**SUPPLIED TEXT:**
[This is part of a short class I’m teaching to mostly high school age kids and still very much a work in progress. Illustrations are just various photos from sketchbooks and studio. I don’t mind blunt feedback!]
You're probably wondering about the title. I'll get to the point: Imagination sucks.
Why do people hate large groups of people they've never met? Why do people vote for obvious criminal psychopaths? Why do billionaires feel like they never have enough money? What keeps us up at 3am when we are otherwise completely safe and comfortable?
Imagination.
Like most people, I grew up thinking about imagination in terms of superheroes, rainbows, wizards, etc. We cling to that view of imagination because we like to think of imagination as something that children have, and that grown-ups do not.
But do we escape imagination by getting older? Will we eventually stop playing with our toys and see things as they truly are? Will we put aside imagination and start paying some bills in the real world and worrying about interest rates and stuff?

Entries from a data source
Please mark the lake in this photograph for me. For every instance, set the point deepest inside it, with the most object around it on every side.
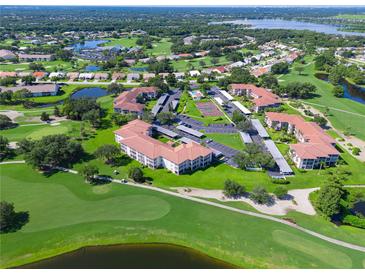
(92, 68)
(289, 24)
(91, 44)
(352, 92)
(132, 256)
(94, 92)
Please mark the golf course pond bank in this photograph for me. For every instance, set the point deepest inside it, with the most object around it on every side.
(131, 256)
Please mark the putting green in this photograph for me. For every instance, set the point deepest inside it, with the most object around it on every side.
(76, 210)
(38, 134)
(333, 258)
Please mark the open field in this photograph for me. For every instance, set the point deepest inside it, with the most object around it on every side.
(38, 131)
(111, 213)
(344, 114)
(49, 66)
(351, 16)
(162, 47)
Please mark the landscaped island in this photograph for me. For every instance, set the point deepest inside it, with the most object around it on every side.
(146, 126)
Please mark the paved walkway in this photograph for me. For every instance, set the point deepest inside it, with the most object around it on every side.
(240, 211)
(337, 109)
(356, 142)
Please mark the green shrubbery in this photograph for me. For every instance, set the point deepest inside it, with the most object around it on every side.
(354, 221)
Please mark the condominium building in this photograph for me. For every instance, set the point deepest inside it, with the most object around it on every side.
(127, 102)
(261, 97)
(315, 147)
(135, 140)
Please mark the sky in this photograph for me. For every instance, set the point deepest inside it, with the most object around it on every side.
(182, 2)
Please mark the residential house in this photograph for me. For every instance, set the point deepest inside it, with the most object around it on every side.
(72, 76)
(194, 73)
(4, 74)
(261, 97)
(133, 77)
(135, 139)
(39, 75)
(35, 90)
(35, 57)
(147, 76)
(101, 76)
(127, 102)
(315, 147)
(7, 54)
(86, 76)
(118, 76)
(58, 75)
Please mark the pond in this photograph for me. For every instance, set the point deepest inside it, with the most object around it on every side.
(92, 68)
(91, 44)
(359, 207)
(352, 92)
(94, 92)
(132, 256)
(289, 24)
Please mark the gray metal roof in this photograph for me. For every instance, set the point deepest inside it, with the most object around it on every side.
(186, 140)
(166, 131)
(260, 128)
(190, 131)
(278, 157)
(246, 138)
(156, 109)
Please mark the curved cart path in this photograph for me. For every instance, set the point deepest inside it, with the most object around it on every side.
(240, 211)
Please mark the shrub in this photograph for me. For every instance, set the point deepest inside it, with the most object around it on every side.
(259, 195)
(233, 189)
(136, 174)
(280, 192)
(356, 151)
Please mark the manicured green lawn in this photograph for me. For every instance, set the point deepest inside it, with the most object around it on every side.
(125, 42)
(351, 16)
(232, 140)
(162, 47)
(182, 65)
(48, 65)
(66, 213)
(38, 131)
(343, 112)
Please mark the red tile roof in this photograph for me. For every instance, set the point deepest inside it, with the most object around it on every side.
(317, 143)
(135, 135)
(262, 97)
(259, 71)
(7, 74)
(128, 100)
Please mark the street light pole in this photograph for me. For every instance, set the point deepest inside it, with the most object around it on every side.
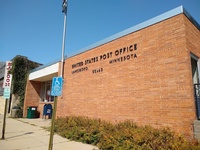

**ABOUT THIS TASK:** Please reproduce the imagination essay in full, word for word. None of these entries are used for anything here.

**ANSWER TO THIS PROBLEM:**
[This is part of a short class I’m teaching to mostly high school age kids and still very much a work in progress. Illustrations are just various photos from sketchbooks and studio. I don’t mind blunt feedback!]
You're probably wondering about the title. I'll get to the point: Imagination sucks.
Why do people hate large groups of people they've never met? Why do people vote for obvious criminal psychopaths? Why do billionaires feel like they never have enough money? What keeps us up at 3am when we are otherwise completely safe and comfortable?
Imagination.
Like most people, I grew up thinking about imagination in terms of superheroes, rainbows, wizards, etc. We cling to that view of imagination because we like to think of imagination as something that children have, and that grown-ups do not.
But do we escape imagination by getting older? Will we eventually stop playing with our toys and see things as they truly are? Will we put aside imagination and start paying some bills in the real world and worrying about interest rates and stuff?